### Exercise brief
In every row, change "one marker per instance" to "one point per instance" and leave everything else as it is.

### Material supplied
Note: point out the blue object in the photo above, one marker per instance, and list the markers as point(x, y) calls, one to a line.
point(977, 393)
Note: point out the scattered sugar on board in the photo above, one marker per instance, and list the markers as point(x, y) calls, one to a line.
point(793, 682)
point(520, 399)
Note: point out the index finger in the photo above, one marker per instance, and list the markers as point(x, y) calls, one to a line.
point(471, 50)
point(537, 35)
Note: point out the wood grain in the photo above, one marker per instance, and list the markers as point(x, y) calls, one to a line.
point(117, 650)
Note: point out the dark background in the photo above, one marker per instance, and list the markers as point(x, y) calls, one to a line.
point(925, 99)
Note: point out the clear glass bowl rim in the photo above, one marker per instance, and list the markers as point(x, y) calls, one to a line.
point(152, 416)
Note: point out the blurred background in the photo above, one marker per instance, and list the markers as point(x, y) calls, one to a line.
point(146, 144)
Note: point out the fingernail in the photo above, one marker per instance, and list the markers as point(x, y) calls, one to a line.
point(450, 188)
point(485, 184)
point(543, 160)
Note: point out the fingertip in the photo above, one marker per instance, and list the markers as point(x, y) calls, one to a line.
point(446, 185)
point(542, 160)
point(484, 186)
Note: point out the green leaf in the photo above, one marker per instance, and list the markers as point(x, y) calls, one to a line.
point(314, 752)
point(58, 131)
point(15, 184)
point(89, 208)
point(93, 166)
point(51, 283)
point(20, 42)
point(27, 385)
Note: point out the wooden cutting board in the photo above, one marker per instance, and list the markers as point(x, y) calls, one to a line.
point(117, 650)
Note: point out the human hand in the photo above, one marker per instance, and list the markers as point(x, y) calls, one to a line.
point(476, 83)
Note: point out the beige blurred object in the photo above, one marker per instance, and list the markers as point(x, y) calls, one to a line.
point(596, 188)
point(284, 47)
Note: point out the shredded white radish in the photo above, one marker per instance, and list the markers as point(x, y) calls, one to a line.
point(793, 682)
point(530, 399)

### Result of the exercise
Note: point out the blue object in the photo above, one point per instance, and list the markers as point(x, y) calls, one to a line.
point(977, 393)
Note: point out the scattered sugar on board in the photo above, one point per instance, and list the markers as point(x, y) calls, one to a line.
point(793, 682)
point(520, 399)
Note: point out the index finger in the photo above, one point per instance, and list the markers as point(x, y) calls, one to a line.
point(471, 50)
point(537, 35)
Note: point out the wood grain in the photo above, one point per instance, and list the markers as point(x, y) calls, one to a line.
point(117, 650)
Note: point out the dark background in the photo above, one point per instance, and list the markers as point(x, y) calls, one to a line.
point(925, 99)
Note: point out the clear glass bowl rim in the photo above, one point per instance, and list the markers as point(x, y) calls, one to a line.
point(152, 416)
Note: point out the blurred background in the photo above, one point per instance, and list the markers as point(x, y) calls, one to a line.
point(146, 144)
Note: point out the fingernail in the photo above, one point per instance, and list the markers as point(x, y) calls, one to a line.
point(450, 188)
point(485, 184)
point(543, 160)
Note: point out the fingertip in the photo above, one point per instance, and list the markers as point(x, y) calls, one to a line.
point(446, 185)
point(542, 160)
point(484, 186)
Note: point out the green leaf in the photo above, one point per instance, and list the markers as point(x, y) calls, one to a line.
point(314, 752)
point(58, 131)
point(15, 184)
point(89, 208)
point(93, 166)
point(51, 283)
point(20, 42)
point(27, 385)
Note: point out the wooden cutting board in the photo above, one point per instance, and list the markers as point(x, y) calls, one to a line.
point(117, 650)
Note: point out the human hand in the photo above, one point per instance, and list the markers as point(x, y) calls, one to a line.
point(476, 83)
Note: point out the beige blurred object in the photo above, one point per instance, and list the markers as point(x, y) calls, one to a line.
point(596, 188)
point(284, 47)
Note: point out the shredded white radish in the photo above, one point per instance, and list the markers as point(x, y) calls, one to a line.
point(793, 682)
point(530, 399)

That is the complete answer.